> _SOURCE PASSAGE_:
=== Section Start ===

Apple staff concerned about new Siri, raise red flags ahead of iOS 26.4 launch: Report
To say that AI has been a pain point for Apple over the last two years or so would be an understatement. The company lagged behind the competition in the unveiling of its AI features, which it dubbed Apple Intelligence, and many of them were still not ready by the time its iPhone 16 series went to shelves last year.
While other AI features made their way to Apple users with a delay, the company’s revamped Siri did not. The modernized version of Siri was expected to be rolled out with the iOS 18.4 update last year, but that never happened, and the company later admitted that the rollout would be delayed by a year or so.
Apple’s Senior Vice President of Software Engineering Craig Federighi admitted earlier in the year that the planned Siri revamp did not achieve the necessary quality check inside the company and hoped that it would be ready in time for a rollout in 2026.
The new Siri is expected to make its debut with the iOS 26.4 update next year and is still expected to be about six months away from launch. However, Apple whisperer and Bloomberg reporter Mark Gurman has noted that Apple engineers are still concerned about the performance of the new Siri.

=== Section End ===

> _REQUIRED WORK_:
1 > From the report on Apple's Siri revamp, copy the passage from "Apple’s Senior Vice" to "rollout in 2026." word for word.
2 > In the Siri revamp report, which update was originally expected to bring the modernized Siri?
3 > Continue the report on Apple's Siri revamp, starting after its final sentence.

> _RECORDS PROVIDED_:
=== Section Start ===

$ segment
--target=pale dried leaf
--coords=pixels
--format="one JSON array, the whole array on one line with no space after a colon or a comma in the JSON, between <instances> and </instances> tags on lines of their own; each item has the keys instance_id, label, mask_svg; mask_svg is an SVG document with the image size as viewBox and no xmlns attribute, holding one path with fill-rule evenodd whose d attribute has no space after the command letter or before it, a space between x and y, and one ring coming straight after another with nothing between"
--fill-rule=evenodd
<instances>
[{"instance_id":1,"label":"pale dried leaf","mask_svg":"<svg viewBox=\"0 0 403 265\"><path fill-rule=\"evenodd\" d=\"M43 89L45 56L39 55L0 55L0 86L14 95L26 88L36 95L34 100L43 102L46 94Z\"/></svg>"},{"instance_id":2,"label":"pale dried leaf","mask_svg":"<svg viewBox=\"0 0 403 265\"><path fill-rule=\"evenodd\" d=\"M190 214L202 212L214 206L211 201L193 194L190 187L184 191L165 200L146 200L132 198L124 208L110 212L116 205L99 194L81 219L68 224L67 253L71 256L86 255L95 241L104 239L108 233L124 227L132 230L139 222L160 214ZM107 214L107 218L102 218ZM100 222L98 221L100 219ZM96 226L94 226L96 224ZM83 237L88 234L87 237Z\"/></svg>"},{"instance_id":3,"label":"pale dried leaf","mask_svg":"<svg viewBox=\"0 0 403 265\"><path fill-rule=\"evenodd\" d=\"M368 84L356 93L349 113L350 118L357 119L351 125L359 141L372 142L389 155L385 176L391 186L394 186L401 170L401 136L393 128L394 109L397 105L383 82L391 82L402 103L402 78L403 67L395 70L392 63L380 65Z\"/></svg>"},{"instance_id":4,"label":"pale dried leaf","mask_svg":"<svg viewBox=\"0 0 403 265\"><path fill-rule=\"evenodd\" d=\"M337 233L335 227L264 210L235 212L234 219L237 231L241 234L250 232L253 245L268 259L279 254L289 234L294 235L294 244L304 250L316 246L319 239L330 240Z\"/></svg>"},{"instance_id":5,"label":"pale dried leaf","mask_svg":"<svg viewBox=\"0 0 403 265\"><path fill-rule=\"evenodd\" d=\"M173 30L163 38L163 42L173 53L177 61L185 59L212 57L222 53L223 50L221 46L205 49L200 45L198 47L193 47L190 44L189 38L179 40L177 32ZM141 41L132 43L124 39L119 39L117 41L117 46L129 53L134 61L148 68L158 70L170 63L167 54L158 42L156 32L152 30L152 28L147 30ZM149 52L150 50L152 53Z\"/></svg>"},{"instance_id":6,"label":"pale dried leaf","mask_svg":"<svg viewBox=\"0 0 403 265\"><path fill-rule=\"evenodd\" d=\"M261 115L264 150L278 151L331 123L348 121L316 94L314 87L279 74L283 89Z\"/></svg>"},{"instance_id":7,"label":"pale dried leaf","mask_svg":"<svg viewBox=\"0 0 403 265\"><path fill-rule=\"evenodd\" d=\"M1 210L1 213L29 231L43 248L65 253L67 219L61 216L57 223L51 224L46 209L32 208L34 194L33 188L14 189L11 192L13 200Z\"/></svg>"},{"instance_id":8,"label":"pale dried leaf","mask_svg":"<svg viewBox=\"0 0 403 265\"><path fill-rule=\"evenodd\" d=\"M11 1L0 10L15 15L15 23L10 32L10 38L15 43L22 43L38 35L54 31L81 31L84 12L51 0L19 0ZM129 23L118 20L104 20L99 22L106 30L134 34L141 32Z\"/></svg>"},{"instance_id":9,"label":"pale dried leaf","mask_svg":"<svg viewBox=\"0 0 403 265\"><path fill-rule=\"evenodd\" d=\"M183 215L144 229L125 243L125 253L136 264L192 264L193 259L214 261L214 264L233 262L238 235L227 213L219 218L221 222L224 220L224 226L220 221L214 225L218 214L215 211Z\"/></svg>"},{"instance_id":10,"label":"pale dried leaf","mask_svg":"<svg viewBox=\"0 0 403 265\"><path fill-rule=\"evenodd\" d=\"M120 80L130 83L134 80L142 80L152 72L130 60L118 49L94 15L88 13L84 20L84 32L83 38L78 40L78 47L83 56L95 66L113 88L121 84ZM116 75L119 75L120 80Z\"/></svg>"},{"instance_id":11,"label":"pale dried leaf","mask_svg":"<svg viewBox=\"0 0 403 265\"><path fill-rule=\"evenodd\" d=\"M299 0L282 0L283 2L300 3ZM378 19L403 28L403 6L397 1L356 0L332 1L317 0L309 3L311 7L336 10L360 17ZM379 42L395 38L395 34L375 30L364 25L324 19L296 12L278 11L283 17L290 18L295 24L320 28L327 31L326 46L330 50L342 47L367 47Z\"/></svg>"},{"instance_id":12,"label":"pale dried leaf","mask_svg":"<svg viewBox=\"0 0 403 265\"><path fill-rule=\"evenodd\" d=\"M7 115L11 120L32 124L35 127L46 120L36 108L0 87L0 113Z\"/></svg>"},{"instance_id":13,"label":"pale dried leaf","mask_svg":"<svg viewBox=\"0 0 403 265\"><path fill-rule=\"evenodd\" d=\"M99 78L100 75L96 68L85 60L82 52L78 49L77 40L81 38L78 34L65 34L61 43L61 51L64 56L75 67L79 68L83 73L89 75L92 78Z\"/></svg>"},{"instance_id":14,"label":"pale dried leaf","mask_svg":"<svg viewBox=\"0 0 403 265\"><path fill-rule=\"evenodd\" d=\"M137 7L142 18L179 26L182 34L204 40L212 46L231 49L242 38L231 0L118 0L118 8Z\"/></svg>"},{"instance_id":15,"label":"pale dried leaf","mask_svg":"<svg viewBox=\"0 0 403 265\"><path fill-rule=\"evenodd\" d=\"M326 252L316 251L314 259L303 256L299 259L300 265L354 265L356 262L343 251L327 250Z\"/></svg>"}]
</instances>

=== Section End ===

> _EXPECTED RESULTS_:
1 >
Apple’s Senior Vice President of Software Engineering Craig Federighi admitted earlier in the year that the planned Siri revamp did not achieve the necessary quality check inside the company and hoped that it would be ready in time for a rollout in 2026.

2 > The iOS 18.4 update.

3 >
In his weekly Power On newsletter, Gurman wrote, “I strongly believe there will be more senior members of the company’s AI ranks hitting the exits soon, especially if the new Siri coming in the spring falls flat. Already, there are concerns from people testing iOS 26.4 — the OS version slated to include the new Siri — about the voice assistant’s performance.”
The departures that Gurman is talking about here are from the company’s foundation models team, most of whom have been recruited by Meta, which has formed a new Meta Superintelligence Labs unit. Meanwhile, if reports are to be believed, there is uncertainty inside Apple over developing and using its in-house models or using models from rivals like Anthropic or Google for future AI offerings.
Among the top departures inside Apple are its AI Search Head, Ke Yang, Head of Foundations Models team Ruoming Pang, and AI and Search Executive Robby Walker.
Apple’s Siri Revamp Strategy
Apple has reportedly been working on two different approaches for the Siri revamp: one favors using its own model, which would run on-device, and another on using Google’s Gemini model, running on Private Cloud Compute.
Gurman didn’t go into details about which model has seen performance criticisms inside the company.
During the WWDC 2024 conference, Apple showed off on-screen awareness, personal context understanding, and cross-app actions for Siri. If this were to have materialized, it would have helped the voice assistant become a “hands-free” controller for the iPhone, as Apple intended. Instead, Siri is now relying on ChatGPT for answering more difficult queries from users, and the voice assistant is facing growing competition from a wave of AI startups.